EXERCISE:
Please rewrite the data from the line with "In the photo above, where can the blue trousers" up to and including the line with "point(106, 168)", substituting "orange jacket" for "yellow jacket" and leaving everything else as it is.

Point annotation records:

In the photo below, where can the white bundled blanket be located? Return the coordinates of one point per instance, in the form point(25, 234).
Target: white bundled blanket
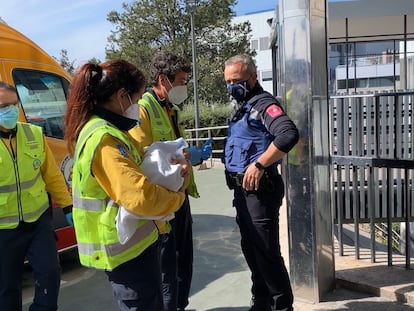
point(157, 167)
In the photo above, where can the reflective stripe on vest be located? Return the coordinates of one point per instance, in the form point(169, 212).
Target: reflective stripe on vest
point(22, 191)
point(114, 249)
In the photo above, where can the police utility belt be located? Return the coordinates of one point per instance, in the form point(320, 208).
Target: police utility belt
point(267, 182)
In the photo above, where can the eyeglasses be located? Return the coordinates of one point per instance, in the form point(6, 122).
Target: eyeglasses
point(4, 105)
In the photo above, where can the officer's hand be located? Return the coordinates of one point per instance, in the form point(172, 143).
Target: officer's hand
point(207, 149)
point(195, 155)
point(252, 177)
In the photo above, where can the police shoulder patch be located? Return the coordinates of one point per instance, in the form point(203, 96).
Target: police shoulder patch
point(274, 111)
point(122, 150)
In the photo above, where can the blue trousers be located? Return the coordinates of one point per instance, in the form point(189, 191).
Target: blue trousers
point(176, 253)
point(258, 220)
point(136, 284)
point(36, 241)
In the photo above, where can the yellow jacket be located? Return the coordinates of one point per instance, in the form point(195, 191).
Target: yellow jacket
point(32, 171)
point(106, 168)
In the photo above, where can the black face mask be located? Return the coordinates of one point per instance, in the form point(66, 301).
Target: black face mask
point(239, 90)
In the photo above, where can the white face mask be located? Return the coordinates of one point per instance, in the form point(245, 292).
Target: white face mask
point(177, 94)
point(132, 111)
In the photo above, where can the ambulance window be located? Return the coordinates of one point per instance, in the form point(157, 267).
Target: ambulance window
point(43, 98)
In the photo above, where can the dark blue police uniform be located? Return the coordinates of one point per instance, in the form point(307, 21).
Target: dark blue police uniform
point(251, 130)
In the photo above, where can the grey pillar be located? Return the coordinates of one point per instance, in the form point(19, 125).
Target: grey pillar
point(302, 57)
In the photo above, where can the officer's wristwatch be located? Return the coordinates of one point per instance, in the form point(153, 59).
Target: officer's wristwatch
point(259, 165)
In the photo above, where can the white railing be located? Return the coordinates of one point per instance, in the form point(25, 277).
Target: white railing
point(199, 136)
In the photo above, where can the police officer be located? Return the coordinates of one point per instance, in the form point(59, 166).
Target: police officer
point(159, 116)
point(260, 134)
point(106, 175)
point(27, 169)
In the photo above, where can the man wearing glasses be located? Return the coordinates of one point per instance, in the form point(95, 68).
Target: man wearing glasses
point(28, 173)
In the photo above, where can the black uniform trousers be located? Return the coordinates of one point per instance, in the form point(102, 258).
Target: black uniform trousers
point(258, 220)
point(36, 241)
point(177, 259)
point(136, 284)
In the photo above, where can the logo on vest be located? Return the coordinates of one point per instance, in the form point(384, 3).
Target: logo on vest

* * *

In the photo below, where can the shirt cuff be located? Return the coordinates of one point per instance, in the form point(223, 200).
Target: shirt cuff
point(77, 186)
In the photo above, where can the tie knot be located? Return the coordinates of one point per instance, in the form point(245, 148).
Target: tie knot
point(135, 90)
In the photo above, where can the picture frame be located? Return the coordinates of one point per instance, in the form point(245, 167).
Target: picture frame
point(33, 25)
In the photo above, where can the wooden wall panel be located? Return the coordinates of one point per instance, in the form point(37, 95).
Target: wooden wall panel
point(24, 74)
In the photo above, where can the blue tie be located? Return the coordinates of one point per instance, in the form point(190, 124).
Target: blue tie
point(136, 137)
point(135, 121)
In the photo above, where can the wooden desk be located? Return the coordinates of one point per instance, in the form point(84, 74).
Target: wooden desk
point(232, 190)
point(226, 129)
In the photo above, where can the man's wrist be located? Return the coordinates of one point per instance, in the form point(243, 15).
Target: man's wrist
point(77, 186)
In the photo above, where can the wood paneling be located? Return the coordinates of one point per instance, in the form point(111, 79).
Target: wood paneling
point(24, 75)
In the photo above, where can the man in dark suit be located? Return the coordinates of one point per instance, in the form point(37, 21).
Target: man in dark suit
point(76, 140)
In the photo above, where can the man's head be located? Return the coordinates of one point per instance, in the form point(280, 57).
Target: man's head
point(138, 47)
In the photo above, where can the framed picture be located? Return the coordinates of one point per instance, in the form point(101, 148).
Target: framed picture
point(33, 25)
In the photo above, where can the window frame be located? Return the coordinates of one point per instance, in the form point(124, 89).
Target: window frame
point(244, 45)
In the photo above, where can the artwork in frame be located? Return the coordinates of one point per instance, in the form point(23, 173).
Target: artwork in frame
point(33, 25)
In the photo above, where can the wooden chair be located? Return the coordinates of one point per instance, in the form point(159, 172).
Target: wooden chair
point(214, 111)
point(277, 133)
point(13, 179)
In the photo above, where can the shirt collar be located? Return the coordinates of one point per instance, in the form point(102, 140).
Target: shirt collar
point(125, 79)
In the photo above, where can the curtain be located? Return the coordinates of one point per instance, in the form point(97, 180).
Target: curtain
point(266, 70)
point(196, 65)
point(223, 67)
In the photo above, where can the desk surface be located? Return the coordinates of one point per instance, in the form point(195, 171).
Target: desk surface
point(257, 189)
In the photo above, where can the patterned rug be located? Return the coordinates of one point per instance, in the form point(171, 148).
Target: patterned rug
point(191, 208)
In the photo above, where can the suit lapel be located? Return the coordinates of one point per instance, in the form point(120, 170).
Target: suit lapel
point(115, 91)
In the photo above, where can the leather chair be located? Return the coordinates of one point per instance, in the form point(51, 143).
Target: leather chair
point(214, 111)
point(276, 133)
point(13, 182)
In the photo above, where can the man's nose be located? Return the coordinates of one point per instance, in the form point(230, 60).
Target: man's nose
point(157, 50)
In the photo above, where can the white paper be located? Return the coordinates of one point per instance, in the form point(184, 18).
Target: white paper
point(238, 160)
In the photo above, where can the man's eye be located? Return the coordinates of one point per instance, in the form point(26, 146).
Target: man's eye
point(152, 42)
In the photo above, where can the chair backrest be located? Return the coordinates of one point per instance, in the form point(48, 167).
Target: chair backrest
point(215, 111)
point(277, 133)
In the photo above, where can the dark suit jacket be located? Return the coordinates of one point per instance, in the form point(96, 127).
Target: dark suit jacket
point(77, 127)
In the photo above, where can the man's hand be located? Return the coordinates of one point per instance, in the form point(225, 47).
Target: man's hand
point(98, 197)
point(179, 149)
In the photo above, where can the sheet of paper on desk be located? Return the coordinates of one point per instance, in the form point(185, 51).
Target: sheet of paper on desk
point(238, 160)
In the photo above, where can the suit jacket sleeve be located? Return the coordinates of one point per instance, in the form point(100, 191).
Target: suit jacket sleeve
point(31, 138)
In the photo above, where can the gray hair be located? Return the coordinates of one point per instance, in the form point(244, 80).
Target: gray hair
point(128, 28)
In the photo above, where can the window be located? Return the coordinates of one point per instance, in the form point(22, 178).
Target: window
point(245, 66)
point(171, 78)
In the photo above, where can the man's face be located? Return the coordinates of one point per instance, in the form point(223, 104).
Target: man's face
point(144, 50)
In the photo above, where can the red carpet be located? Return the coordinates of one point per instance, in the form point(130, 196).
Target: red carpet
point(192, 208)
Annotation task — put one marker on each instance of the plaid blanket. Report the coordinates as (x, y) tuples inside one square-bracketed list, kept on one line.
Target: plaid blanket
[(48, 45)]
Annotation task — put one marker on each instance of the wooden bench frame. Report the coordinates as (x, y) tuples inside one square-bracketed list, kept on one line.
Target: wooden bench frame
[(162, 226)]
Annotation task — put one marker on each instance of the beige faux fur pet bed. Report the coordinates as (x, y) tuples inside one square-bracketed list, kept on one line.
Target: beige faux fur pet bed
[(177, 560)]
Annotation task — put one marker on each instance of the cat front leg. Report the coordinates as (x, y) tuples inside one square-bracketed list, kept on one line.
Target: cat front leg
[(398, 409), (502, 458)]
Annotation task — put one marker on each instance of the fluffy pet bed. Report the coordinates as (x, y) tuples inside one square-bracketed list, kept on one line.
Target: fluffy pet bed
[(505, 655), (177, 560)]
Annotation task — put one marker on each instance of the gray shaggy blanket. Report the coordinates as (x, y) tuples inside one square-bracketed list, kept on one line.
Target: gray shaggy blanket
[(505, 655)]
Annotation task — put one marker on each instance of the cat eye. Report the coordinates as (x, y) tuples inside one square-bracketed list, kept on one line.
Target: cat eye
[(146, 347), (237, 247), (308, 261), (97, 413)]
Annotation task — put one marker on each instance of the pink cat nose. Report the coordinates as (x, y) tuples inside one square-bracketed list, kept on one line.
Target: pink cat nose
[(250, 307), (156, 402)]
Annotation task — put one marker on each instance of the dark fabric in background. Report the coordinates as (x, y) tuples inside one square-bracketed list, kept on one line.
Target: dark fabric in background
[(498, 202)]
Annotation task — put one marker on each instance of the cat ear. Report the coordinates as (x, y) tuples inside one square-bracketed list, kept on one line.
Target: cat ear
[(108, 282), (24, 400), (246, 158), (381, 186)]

==

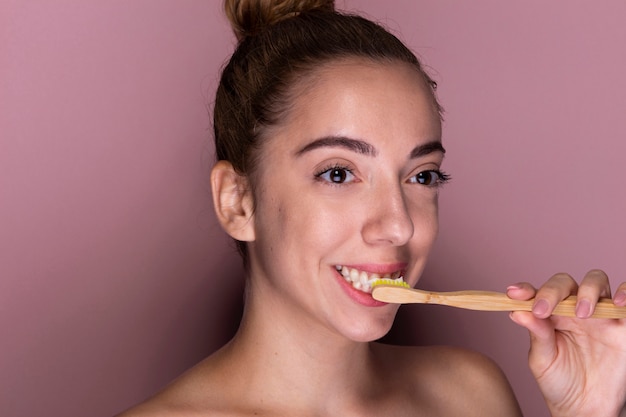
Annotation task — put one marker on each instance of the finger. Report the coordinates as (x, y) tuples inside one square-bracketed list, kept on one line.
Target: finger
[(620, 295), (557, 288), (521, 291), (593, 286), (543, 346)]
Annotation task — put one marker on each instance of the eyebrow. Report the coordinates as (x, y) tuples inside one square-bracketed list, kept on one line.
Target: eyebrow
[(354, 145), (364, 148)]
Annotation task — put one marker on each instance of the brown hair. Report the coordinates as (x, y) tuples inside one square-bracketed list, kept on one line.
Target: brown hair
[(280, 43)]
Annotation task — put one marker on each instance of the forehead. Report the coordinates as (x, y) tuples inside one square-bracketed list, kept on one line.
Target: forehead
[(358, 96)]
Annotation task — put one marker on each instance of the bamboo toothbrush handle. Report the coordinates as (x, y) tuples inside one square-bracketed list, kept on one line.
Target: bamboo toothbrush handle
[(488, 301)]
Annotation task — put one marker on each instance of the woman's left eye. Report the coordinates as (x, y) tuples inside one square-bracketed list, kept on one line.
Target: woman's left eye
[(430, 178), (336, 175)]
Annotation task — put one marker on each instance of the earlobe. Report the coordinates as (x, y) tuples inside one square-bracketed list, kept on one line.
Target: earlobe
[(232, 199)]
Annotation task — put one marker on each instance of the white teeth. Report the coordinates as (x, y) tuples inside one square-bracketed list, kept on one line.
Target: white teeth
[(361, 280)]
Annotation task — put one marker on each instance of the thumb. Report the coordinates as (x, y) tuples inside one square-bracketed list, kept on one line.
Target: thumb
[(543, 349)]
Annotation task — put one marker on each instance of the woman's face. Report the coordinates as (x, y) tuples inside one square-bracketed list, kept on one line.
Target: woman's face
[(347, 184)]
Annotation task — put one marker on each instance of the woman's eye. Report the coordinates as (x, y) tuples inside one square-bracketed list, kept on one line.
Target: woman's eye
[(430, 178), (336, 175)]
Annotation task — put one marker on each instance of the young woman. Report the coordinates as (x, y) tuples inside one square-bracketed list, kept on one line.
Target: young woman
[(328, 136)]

WRITTEN REPLY:
In the photo above, where can the blue trousers be located? Return the coordinates of one point per instance, in the form point(189, 191).
Target: blue trousers
point(176, 253)
point(258, 220)
point(136, 284)
point(36, 241)
In the photo above, where can the orange jacket be located? Return the coordinates of one point per instance, in the form point(195, 191).
Target: orange jacket
point(32, 171)
point(106, 168)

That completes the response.